*** Data for processing ***

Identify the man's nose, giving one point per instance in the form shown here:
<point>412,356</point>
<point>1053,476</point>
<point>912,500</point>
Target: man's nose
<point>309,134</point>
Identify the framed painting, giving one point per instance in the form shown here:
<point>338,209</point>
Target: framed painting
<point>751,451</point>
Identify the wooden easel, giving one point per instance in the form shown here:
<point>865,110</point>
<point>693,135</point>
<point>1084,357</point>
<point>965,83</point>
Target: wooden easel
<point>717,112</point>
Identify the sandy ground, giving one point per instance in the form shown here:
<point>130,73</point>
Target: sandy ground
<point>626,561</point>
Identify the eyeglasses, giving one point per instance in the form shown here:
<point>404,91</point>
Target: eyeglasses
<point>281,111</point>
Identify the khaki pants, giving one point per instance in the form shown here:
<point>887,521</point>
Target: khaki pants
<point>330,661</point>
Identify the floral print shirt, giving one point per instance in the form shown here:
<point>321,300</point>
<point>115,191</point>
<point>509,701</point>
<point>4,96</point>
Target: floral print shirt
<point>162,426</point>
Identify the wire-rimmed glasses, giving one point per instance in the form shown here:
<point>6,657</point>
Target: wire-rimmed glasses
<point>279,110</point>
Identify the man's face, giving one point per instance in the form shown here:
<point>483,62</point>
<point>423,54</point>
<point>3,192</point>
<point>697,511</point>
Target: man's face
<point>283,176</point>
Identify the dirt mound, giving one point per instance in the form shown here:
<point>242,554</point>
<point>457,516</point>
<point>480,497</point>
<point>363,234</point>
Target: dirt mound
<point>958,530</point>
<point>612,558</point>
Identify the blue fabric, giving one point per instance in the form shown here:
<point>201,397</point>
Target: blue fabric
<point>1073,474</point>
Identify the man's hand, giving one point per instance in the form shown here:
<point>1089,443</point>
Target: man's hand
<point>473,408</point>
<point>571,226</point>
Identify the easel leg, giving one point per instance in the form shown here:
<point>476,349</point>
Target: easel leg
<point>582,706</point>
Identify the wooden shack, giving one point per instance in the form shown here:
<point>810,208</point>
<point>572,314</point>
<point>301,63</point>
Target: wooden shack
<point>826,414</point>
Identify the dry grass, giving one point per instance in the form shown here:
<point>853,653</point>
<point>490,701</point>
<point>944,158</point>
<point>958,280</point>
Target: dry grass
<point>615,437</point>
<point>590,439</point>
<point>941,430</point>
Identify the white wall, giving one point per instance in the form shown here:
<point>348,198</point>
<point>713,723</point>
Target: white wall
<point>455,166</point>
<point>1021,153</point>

*** End of Data for processing ***

■ Exercise goal: Please repeat each entry exactly as written.

■ Solution:
Identify the man's nose, giving one point per instance in the form shown here:
<point>412,356</point>
<point>1053,476</point>
<point>912,500</point>
Target: man's nose
<point>309,134</point>
Identify the framed painting, giving one point per instance in the form shown here:
<point>338,209</point>
Target: framed painting
<point>751,451</point>
Identify the wooden easel, giving one point per instance in the form shown here:
<point>865,110</point>
<point>693,135</point>
<point>1084,357</point>
<point>965,83</point>
Target: wooden easel
<point>717,112</point>
Identify the sandy ground, giving one point per instance in the form shown here:
<point>130,73</point>
Target: sandy ground
<point>626,561</point>
Identify the eyeglasses, giving one point per instance in the form shown here:
<point>404,91</point>
Target: eyeglasses
<point>281,111</point>
Identify the khaki pants, giving one point per instance in the form shown here:
<point>887,521</point>
Target: khaki pants
<point>330,661</point>
Identify the floral print shirt, giving one point per instance in the form shown here:
<point>321,300</point>
<point>115,191</point>
<point>509,701</point>
<point>4,96</point>
Target: floral print shirt
<point>162,426</point>
Identify the wire-rimmed glasses, giving one point per instance in the form shown here:
<point>6,657</point>
Target: wire-rimmed glasses
<point>279,110</point>
Identify the man's face, giving one point per instance in the form shown here:
<point>483,62</point>
<point>423,54</point>
<point>3,192</point>
<point>697,511</point>
Target: man's face
<point>283,176</point>
Identify the dirt mound, giving one point per instance in the form shown here:
<point>242,554</point>
<point>457,516</point>
<point>480,497</point>
<point>363,234</point>
Target: dirt mound
<point>958,530</point>
<point>612,558</point>
Identify the blue fabric, giving one point per instance in the form shown here:
<point>201,397</point>
Target: blue fabric
<point>1073,474</point>
Identify the man's hand, giving one point per instance in the form shown here:
<point>1089,443</point>
Target: man's hand
<point>473,408</point>
<point>571,226</point>
Identify the easel leg, giving one point per instance in the form shown here:
<point>476,349</point>
Target: easel leg
<point>582,706</point>
Identify the wooden shack, giving one point per instance in the form shown here:
<point>810,208</point>
<point>572,314</point>
<point>301,63</point>
Target: wooden shack
<point>826,414</point>
Identify the dry grass, giving one point per instance in the form shown here:
<point>853,653</point>
<point>490,701</point>
<point>944,158</point>
<point>958,280</point>
Target: dry grass
<point>615,437</point>
<point>590,439</point>
<point>941,430</point>
Identify the white wall, giving one point per instance in the form shown here:
<point>348,198</point>
<point>713,723</point>
Target: white wall
<point>455,166</point>
<point>1021,153</point>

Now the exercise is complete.